Extracted entries: Begin

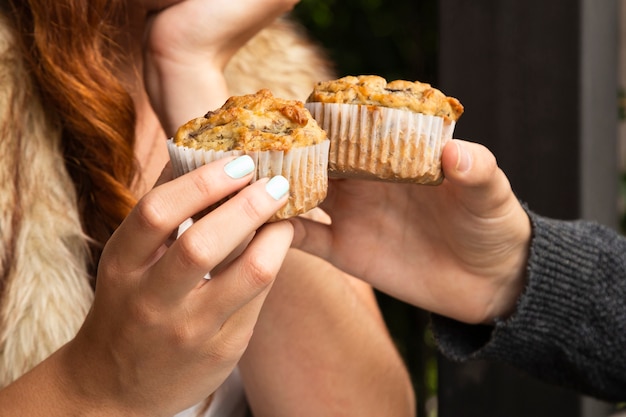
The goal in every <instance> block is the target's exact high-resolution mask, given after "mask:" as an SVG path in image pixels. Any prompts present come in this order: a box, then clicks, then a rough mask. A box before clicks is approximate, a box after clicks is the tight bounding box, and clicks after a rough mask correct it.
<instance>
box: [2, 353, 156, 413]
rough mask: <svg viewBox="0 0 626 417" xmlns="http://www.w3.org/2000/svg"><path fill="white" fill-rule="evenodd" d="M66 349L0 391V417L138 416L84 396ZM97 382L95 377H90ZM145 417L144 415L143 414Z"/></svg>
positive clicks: (55, 355)
mask: <svg viewBox="0 0 626 417" xmlns="http://www.w3.org/2000/svg"><path fill="white" fill-rule="evenodd" d="M65 350H66V349H65V347H63V348H61V350H59V351H57V352H55V353H54V354H53V355H52V356H51V357H49V358H47V359H46V360H44V361H43V362H42V363H40V364H39V365H38V366H36V367H35V368H33V369H32V370H31V371H30V372H28V373H26V374H24V375H23V376H22V377H21V378H19V379H18V380H16V381H15V382H13V383H12V384H10V385H8V386H7V387H5V388H4V389H2V390H1V391H0V415H7V416H9V415H10V416H29V417H39V416H41V417H44V416H45V417H56V416H58V417H83V416H85V417H86V416H94V417H96V416H97V417H108V416H111V417H113V416H120V415H125V416H140V415H141V414H134V413H133V412H131V410H128V409H124V408H122V407H121V406H120V405H119V404H114V403H112V402H110V401H109V402H106V401H104V400H103V401H102V402H99V401H94V399H95V397H94V396H90V395H84V394H85V393H84V392H82V391H81V386H80V384H76V380H75V378H74V376H73V375H72V374H73V373H72V363H71V362H72V358H71V357H68V356H67V355H66V351H65ZM93 378H97V376H93ZM145 415H147V414H145Z"/></svg>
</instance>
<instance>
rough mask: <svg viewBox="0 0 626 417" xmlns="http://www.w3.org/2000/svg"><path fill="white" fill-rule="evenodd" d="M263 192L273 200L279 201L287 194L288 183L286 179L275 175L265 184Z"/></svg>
mask: <svg viewBox="0 0 626 417" xmlns="http://www.w3.org/2000/svg"><path fill="white" fill-rule="evenodd" d="M265 191H267V193H268V194H269V195H271V196H272V198H273V199H274V200H280V199H281V198H283V196H284V195H285V194H287V193H288V192H289V181H287V178H285V177H283V176H281V175H277V176H275V177H274V178H272V179H271V180H269V181H268V182H267V184H265Z"/></svg>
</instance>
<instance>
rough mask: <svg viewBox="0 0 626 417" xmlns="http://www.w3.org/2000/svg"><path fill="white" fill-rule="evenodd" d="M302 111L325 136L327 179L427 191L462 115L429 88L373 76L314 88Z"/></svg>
mask: <svg viewBox="0 0 626 417" xmlns="http://www.w3.org/2000/svg"><path fill="white" fill-rule="evenodd" d="M305 107H306V108H307V109H309V111H310V112H311V114H312V115H313V117H314V118H315V119H316V120H317V122H318V123H319V125H320V126H321V127H322V128H323V129H324V130H326V132H327V133H328V137H329V139H330V155H329V159H328V169H329V175H330V176H333V177H353V178H364V179H376V180H384V181H395V182H413V183H419V184H431V185H434V184H439V183H440V182H441V181H442V180H443V171H442V169H441V152H442V150H443V146H444V145H445V143H446V142H447V141H448V140H450V139H451V138H452V133H453V131H454V126H455V124H456V122H457V120H458V119H459V117H460V116H461V115H462V114H463V106H462V105H461V103H460V102H459V101H458V100H457V99H456V98H453V97H447V96H446V95H445V94H443V93H442V92H441V91H439V90H437V89H435V88H433V87H431V86H430V84H426V83H421V82H419V81H415V82H412V81H404V80H395V81H391V82H389V83H388V82H387V81H386V80H385V79H384V78H383V77H379V76H377V75H360V76H347V77H343V78H340V79H337V80H331V81H325V82H319V83H317V84H316V85H315V87H314V90H313V92H312V93H311V94H310V95H309V97H308V98H307V100H306V103H305Z"/></svg>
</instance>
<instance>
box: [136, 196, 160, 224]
mask: <svg viewBox="0 0 626 417" xmlns="http://www.w3.org/2000/svg"><path fill="white" fill-rule="evenodd" d="M159 207H160V204H159V201H158V198H157V197H156V196H155V195H154V194H147V195H146V196H144V197H143V198H142V199H141V200H139V202H138V203H137V205H136V206H135V210H136V213H137V219H138V221H139V222H140V224H141V226H142V227H144V228H146V229H154V230H161V229H163V228H164V227H166V225H167V216H166V215H165V213H163V211H162V210H160V209H159Z"/></svg>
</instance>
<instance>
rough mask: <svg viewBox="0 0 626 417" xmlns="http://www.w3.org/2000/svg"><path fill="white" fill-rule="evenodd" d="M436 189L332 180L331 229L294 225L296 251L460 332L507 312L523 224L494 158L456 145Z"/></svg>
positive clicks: (523, 231)
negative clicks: (306, 255) (446, 317)
mask: <svg viewBox="0 0 626 417" xmlns="http://www.w3.org/2000/svg"><path fill="white" fill-rule="evenodd" d="M442 164H443V169H444V172H445V177H446V178H445V180H444V182H443V183H442V184H441V185H439V186H419V185H414V184H392V183H383V182H376V181H356V180H335V181H331V185H330V189H329V194H328V197H327V199H326V200H325V201H324V203H323V205H322V207H323V208H324V209H325V210H326V211H327V212H328V214H329V215H330V216H331V218H332V224H331V225H330V226H325V225H322V224H319V223H312V222H307V221H305V220H302V219H294V220H293V223H294V225H295V226H296V235H295V238H294V243H293V246H294V247H298V248H301V249H303V250H306V251H308V252H311V253H313V254H316V255H318V256H321V257H323V258H325V259H328V260H330V261H331V262H332V263H334V264H335V265H337V266H338V267H339V268H341V269H343V270H345V271H347V272H349V273H351V274H352V275H354V276H357V277H360V278H362V279H365V280H366V281H368V282H370V283H371V284H372V285H374V286H375V287H377V288H379V289H380V290H382V291H384V292H387V293H388V294H390V295H392V296H395V297H397V298H399V299H402V300H404V301H406V302H409V303H412V304H414V305H417V306H419V307H421V308H424V309H427V310H429V311H433V312H436V313H440V314H442V315H445V316H448V317H452V318H455V319H457V320H461V321H465V322H468V323H479V322H491V321H492V320H493V319H494V318H496V317H504V316H507V315H508V314H510V313H511V312H512V310H513V309H514V307H515V301H516V299H517V297H518V296H519V294H520V293H521V291H522V289H523V286H524V272H525V264H526V259H527V252H528V245H529V241H530V233H531V231H530V221H529V219H528V216H527V215H526V213H525V212H524V210H523V208H522V206H521V205H520V203H519V201H518V200H517V198H516V197H515V195H514V194H513V192H512V190H511V186H510V184H509V181H508V179H507V178H506V176H505V174H504V173H503V172H502V171H501V170H500V169H499V168H498V166H497V163H496V160H495V157H494V156H493V154H492V153H491V152H489V150H487V149H486V148H485V147H483V146H481V145H478V144H475V143H470V142H463V141H459V140H454V141H451V142H450V143H448V144H447V145H446V147H445V148H444V153H443V157H442Z"/></svg>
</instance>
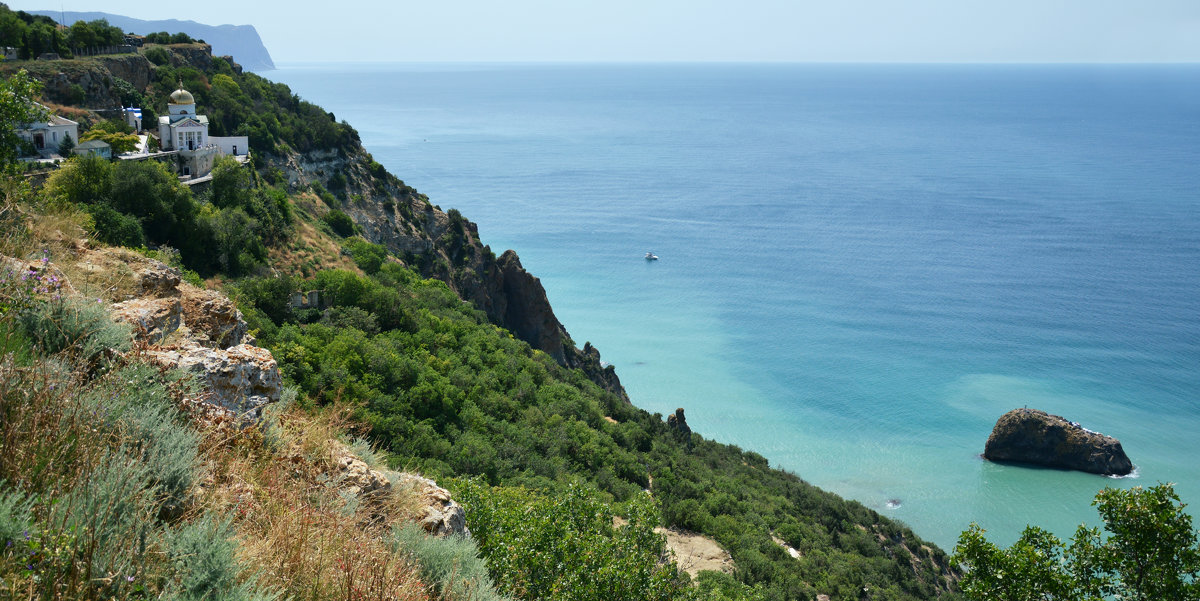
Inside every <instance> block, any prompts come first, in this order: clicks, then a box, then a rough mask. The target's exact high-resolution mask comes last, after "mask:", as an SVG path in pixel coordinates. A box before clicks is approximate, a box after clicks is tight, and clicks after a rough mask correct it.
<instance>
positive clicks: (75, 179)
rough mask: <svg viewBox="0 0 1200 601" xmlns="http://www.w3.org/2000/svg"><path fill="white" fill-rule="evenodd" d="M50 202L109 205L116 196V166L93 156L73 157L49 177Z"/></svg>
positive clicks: (48, 183)
mask: <svg viewBox="0 0 1200 601" xmlns="http://www.w3.org/2000/svg"><path fill="white" fill-rule="evenodd" d="M43 191H44V193H46V196H47V197H48V198H54V199H56V200H61V202H66V203H71V204H95V203H107V202H108V199H109V197H110V196H112V192H113V163H110V162H108V161H106V160H103V158H101V157H98V156H94V155H89V156H82V157H72V158H71V160H68V161H67V162H66V163H65V164H64V166H62V167H61V168H60V169H58V170H56V172H54V173H53V174H50V178H49V179H48V180H47V181H46V186H44V187H43Z"/></svg>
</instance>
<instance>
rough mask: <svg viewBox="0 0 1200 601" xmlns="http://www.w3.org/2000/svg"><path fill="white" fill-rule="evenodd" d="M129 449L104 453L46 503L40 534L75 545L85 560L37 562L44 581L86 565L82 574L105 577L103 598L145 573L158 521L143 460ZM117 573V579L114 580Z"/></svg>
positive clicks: (57, 577) (150, 478)
mask: <svg viewBox="0 0 1200 601" xmlns="http://www.w3.org/2000/svg"><path fill="white" fill-rule="evenodd" d="M133 453H136V451H134V450H133V449H128V447H118V449H115V450H110V451H107V452H104V453H103V455H101V456H100V457H97V458H94V459H92V461H95V464H94V465H88V467H85V471H84V474H82V477H79V480H77V482H76V486H73V487H72V488H71V489H70V491H67V492H66V493H65V494H64V495H62V497H60V498H58V499H55V503H53V504H52V505H50V507H49V512H50V515H49V517H48V519H47V521H46V523H47V524H52V525H53V529H50V528H43V536H44V537H46V540H48V541H54V542H55V545H56V546H60V547H67V548H73V549H76V551H77V552H78V553H79V554H82V555H83V558H82V559H83V561H80V563H79V564H76V563H73V561H65V563H53V561H52V563H47V565H44V566H38V569H40V570H41V571H42V572H43V575H42V578H43V579H46V581H58V582H70V581H71V579H72V576H71V572H72V571H74V570H78V569H79V567H80V565H82V566H88V567H90V570H89V573H85V575H84V576H85V577H86V578H91V579H96V578H107V579H108V581H107V584H104V585H101V589H102V590H101V595H100V596H101V597H104V599H107V597H121V596H124V595H122V587H126V585H128V587H130V588H132V583H130V582H128V581H127V579H126V578H125V577H126V576H128V575H137V573H144V572H146V571H148V566H149V563H150V561H152V558H151V557H150V555H149V554H148V553H146V552H145V551H146V546H148V543H151V542H152V541H154V539H155V530H156V529H155V525H156V523H157V521H156V517H155V513H156V507H155V504H154V486H152V475H151V474H150V469H149V467H148V465H146V464H144V463H140V462H138V461H136V459H132V458H131V455H133ZM112 575H121V578H112V577H110V576H112Z"/></svg>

Extracted entries: End

How many lines of the material above contain the string "tight"? Reply with the number alone.

2